> **WHAT THE TASK ASKS**
Write out the records again, exactly, leaving none out.

## Begin ENTRIES SHOWN

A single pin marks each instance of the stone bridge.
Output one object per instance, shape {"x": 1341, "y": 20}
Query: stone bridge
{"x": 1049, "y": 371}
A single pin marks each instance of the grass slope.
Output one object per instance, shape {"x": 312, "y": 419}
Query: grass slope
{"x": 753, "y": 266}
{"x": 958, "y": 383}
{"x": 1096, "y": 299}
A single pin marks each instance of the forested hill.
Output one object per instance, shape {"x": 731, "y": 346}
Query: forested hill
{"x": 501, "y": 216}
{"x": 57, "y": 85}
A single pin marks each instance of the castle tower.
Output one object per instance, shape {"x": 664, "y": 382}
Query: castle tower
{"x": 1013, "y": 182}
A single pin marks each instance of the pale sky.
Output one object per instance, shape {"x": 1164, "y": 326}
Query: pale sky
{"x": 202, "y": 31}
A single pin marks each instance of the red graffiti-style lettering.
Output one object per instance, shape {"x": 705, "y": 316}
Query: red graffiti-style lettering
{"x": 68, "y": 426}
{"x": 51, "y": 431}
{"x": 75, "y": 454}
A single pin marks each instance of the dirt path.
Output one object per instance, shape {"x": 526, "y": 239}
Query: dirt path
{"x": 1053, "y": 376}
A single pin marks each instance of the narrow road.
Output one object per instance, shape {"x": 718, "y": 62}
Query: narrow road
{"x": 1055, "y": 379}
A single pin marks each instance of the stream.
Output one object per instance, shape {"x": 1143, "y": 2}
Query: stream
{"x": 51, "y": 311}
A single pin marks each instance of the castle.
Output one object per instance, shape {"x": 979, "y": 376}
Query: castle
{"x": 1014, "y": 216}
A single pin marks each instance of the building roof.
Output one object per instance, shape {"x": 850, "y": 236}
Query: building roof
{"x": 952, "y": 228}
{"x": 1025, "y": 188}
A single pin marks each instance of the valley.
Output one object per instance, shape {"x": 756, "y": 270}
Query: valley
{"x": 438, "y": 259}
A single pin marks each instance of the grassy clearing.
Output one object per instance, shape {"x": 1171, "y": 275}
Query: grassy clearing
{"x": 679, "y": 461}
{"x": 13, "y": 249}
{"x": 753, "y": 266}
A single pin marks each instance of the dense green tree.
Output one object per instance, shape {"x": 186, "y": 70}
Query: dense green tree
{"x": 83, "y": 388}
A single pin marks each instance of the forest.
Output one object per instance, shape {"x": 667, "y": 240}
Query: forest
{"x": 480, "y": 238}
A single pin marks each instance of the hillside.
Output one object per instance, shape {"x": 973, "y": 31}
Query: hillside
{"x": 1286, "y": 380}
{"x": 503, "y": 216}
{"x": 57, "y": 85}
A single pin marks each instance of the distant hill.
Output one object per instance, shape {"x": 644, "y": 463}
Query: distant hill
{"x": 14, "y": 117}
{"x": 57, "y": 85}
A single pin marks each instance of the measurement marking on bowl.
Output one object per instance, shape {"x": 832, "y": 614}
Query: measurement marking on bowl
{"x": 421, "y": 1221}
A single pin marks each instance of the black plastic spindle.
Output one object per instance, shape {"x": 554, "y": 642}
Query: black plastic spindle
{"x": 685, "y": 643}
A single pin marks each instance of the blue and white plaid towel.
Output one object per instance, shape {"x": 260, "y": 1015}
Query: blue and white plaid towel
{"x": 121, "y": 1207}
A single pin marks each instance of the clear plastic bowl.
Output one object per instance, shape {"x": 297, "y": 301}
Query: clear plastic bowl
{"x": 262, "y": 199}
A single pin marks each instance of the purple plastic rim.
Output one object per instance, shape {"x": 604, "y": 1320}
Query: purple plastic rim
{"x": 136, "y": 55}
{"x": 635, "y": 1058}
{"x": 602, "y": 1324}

## End ENTRIES SHOWN

> **EXERCISE RESULT**
A single pin marks each instance of the stone bridge.
Output one object per instance, shape {"x": 1341, "y": 20}
Query: stone bridge
{"x": 1049, "y": 371}
A single pin marks each instance of the grass slope.
Output one object per instance, shape {"x": 312, "y": 419}
Query: grass slope
{"x": 753, "y": 266}
{"x": 958, "y": 383}
{"x": 1096, "y": 299}
A single pin marks each instance of the forested hill.
Output one object per instance, shape {"x": 731, "y": 346}
Query: forested hill
{"x": 501, "y": 216}
{"x": 57, "y": 85}
A single pin marks each instance of the castle tower.
Output one object per instance, shape {"x": 664, "y": 382}
Query: castle tower
{"x": 1013, "y": 182}
A single pin marks each instance of the pale sky.
Output one object per instance, shape {"x": 1164, "y": 326}
Query: pale sky
{"x": 202, "y": 31}
A single pin marks each instance of the red graffiti-style lettering.
Output one object per instance, shape {"x": 705, "y": 316}
Query: red graffiti-style lettering
{"x": 68, "y": 426}
{"x": 51, "y": 431}
{"x": 75, "y": 454}
A single pin marks each instance of the dirt path.
Output one object per instance, shape {"x": 526, "y": 239}
Query: dirt path
{"x": 1053, "y": 376}
A single pin marks each instance of the narrow road.
Output one object per instance, shape {"x": 718, "y": 62}
Query: narrow road
{"x": 1055, "y": 379}
A single pin marks each instance of the stream.
Output one object per instance, shape {"x": 1143, "y": 2}
Query: stream
{"x": 51, "y": 311}
A single pin marks each instance of the castle.
Output one object per instance, shape {"x": 979, "y": 376}
Query: castle
{"x": 1014, "y": 216}
A single pin marks each instance of the building roof.
Output one object per instance, shape {"x": 850, "y": 236}
Query: building roof
{"x": 952, "y": 228}
{"x": 1025, "y": 188}
A single pin marks each instance of the valley.
Output one object per instance, shape {"x": 756, "y": 270}
Query: valley
{"x": 438, "y": 259}
A single pin marks each instance of the grassy clearing.
Output one object per instance, shape {"x": 1171, "y": 275}
Query: grassy clearing
{"x": 679, "y": 461}
{"x": 13, "y": 249}
{"x": 753, "y": 266}
A single pin marks each instance of the dense green tree.
Output one object per instance, shape {"x": 186, "y": 70}
Query: dense green tree
{"x": 83, "y": 388}
A single pin marks each instance of the forest.
Output one object per instance, shape {"x": 667, "y": 240}
Query: forest
{"x": 480, "y": 238}
A single pin marks each instance of the hillside.
Output one object per instance, shape {"x": 973, "y": 31}
Query: hillside
{"x": 1286, "y": 380}
{"x": 503, "y": 216}
{"x": 57, "y": 85}
A single pin marks each instance of the distant hill.
Output one object per instance, shape {"x": 644, "y": 463}
Query: distant hill
{"x": 14, "y": 117}
{"x": 57, "y": 85}
A single pin marks each instance of the measurement marking on bowl.
Output one object per instance, shape {"x": 832, "y": 614}
Query: measurement marking on bowl
{"x": 421, "y": 1221}
A single pin marks each instance of the black plastic spindle.
Output one object per instance, shape {"x": 554, "y": 642}
Query: black plastic spindle
{"x": 685, "y": 643}
A single pin marks each instance of the blue and white plaid towel.
Output one object per instance, shape {"x": 260, "y": 1015}
Query: blue and white plaid towel
{"x": 121, "y": 1207}
A single pin marks each instance of the clear plastic bowl.
Output one object per instance, shape {"x": 297, "y": 301}
Query: clear plastic bowl
{"x": 262, "y": 199}
A single pin marks each instance of the purple plastic rim.
Output one object per instance, shape {"x": 604, "y": 1320}
Query: purple plastic rim
{"x": 136, "y": 55}
{"x": 635, "y": 1058}
{"x": 602, "y": 1324}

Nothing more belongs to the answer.